* SUPPLIED TEXT:

Well I am very glad you all enjoy the thread. And sarcasm apparently. lol I always thought that was kind of the point of posting on a social automotive forum such as this!? Guess I was wrong so I will go back to only posting or reading in the classifieds. Sorry I took up precious space on this site with the story of my excitement.


----------



## ForVWLife (Nov 12, 2004)

*Re: FV-QR (VDubDubber)*

if you had something to show us then yes
telling us you are waiting for ups doesnt lead to a very good thread


----------



## Still Fantana (Jul 16, 2008)

*Re: FV-QR (ForVWLife)*


_Quote, originally posted by *ForVWLife* »_
telling us you are waiting for ups doesnt lead to a very good thread

This is true..unless the delivery person looked something like.....


----------



## VDubDubber (Aug 1, 2008)

* SOURCE EXCERPT:
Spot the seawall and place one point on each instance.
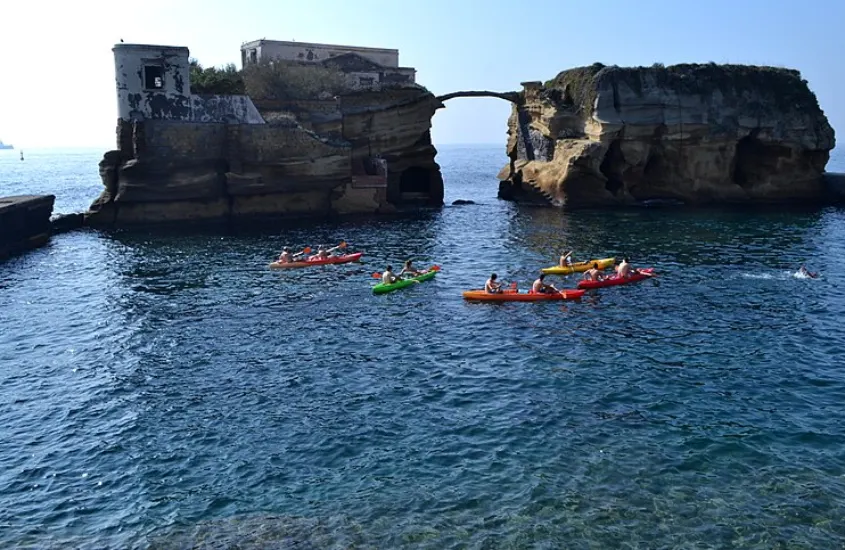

* STATED EXERCISE: Reproduce the part of the forum thread starting with "## Still Fantana" and going on through "looked something like.....".

* WRITTEN SOLUTION:
## Still Fantana (Jul 16, 2008)

*Re: FV-QR (ForVWLife)*


_Quote, originally posted by *ForVWLife* »_
telling us you are waiting for ups doesnt lead to a very good thread

This is true..unless the delivery person looked something like.....